## TASK TO COMPLETE
Copy out every one of the records below verbatim, without changing a single character.

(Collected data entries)
— START —

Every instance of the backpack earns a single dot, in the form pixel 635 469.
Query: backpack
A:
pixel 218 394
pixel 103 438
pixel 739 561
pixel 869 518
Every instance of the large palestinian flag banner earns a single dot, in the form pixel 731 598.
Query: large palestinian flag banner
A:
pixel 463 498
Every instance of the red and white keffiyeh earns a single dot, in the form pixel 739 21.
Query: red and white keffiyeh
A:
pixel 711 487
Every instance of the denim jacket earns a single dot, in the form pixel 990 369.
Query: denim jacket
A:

— END —

## FINISHED ANSWER
Every instance of the backpack earns a single dot, in the form pixel 635 469.
Query: backpack
A:
pixel 218 394
pixel 103 438
pixel 739 561
pixel 869 518
Every instance of the large palestinian flag banner earns a single dot, in the form pixel 731 598.
Query: large palestinian flag banner
A:
pixel 463 498
Every instance of the red and white keffiyeh earns a single dot, in the form pixel 739 21.
Query: red and white keffiyeh
A:
pixel 711 487
Every instance of the denim jacket earns a single dot, in the form pixel 990 369.
Query: denim jacket
A:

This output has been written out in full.